The Judgment of the Court was delivered by
KRISHNA IYER, J.-Industrial law in India has many twilight
patches, illustrated by the present appeal which projects
the problem of an employee whose services have been
terminated similiciter by the Management, a pump
manufacturing enterprise, issuing a notice ending the
,employment and offering one month’s pay as authorized by
the relevant Standing orders. The thorny legal issue is
whether the ipse dixit of the employer that he has lost
confidence in the employee is sufficient justification
jettison the latter without levelling and proving the objec-
tionable conduct which has undermined his confidence so that
the tribunal may be satisfied about the bona fides of the
’firing’ as contrasted with the colourable exercise of power
hiding a not-so-innocuous purpose.
The backdrop
The facts and circumstances become decisive of the fate of
the, ,case even where the law is simplistic or fair in its
face. Here, what are the events and environments of
employment leading to the worker being given the boot ? Is
the order an innocent and, therefore, legal quit notice
sanctioned by the Standing Orders which does not stigmatize
the worker but merely bids him good-bye ? Oris it a sinister
intent to punish as a guileless order based on ’loss of
confidence’, an alibi which, on a certain reading of this
Court’s rulings, is also a protective armour against
judicial probe and setting aside ?
491
Michael, a permanent employee of proved efficiency and six
years standing, was appreciatively given two ’merit’
increments. But a letter of September 2, 1970 told him off
service, giving him one month’s ’notice-pay’ discharging him
without damning, as distinguished from dismissing him for
misconduct.

Exercises »
• 1. Duplicate the stretch of the judgment excerpt from "The backdrop" through "setting aside ?".
• 2. Say whether each statement agrees with the judgment excerpt, answering yes or no and quoting the deciding words: (a) Michael was a permanent employee of proved efficiency. (b) The letter ending Michael's service was dated September 2, 1970. (c) The notice offered two months' pay.
The listing that follows has no connection to the judgment excerpt.

Recorded information »
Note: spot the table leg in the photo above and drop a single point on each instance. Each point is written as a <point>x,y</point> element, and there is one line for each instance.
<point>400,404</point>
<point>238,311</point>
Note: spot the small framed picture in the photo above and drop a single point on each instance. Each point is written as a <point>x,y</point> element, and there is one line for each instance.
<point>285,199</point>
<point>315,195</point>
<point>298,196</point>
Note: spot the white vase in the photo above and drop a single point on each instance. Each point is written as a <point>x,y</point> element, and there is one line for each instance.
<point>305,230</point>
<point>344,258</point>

==

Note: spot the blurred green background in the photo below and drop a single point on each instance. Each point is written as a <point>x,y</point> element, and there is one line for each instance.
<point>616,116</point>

==

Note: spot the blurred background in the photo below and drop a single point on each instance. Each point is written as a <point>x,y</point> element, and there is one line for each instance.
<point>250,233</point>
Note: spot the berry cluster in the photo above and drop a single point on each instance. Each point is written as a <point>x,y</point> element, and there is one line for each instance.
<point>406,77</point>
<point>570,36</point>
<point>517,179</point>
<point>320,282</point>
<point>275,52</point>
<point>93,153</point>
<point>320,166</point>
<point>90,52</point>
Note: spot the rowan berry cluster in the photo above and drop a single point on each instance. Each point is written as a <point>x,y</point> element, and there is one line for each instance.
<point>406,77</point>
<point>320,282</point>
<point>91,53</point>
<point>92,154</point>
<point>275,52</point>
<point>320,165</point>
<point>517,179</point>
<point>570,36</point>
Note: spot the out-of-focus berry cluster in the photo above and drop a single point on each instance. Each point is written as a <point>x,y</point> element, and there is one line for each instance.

Solutions »
• 1.
The backdrop
The facts and circumstances become decisive of the fate of
the, ,case even where the law is simplistic or fair in its
face. Here, what are the events and environments of
employment leading to the worker being given the boot ? Is
the order an innocent and, therefore, legal quit notice
sanctioned by the Standing Orders which does not stigmatize
the worker but merely bids him good-bye ? Oris it a sinister
intent to punish as a guileless order based on ’loss of
confidence’, an alibi which, on a certain reading of this
Court’s rulings, is also a protective armour against
judicial probe and setting aside ?

• 2.
(a) Yes: "a permanent employee of proved efficiency"
(b) Yes: "a letter of September 2, 1970 told him off"
(c) No: "offering one month’s pay"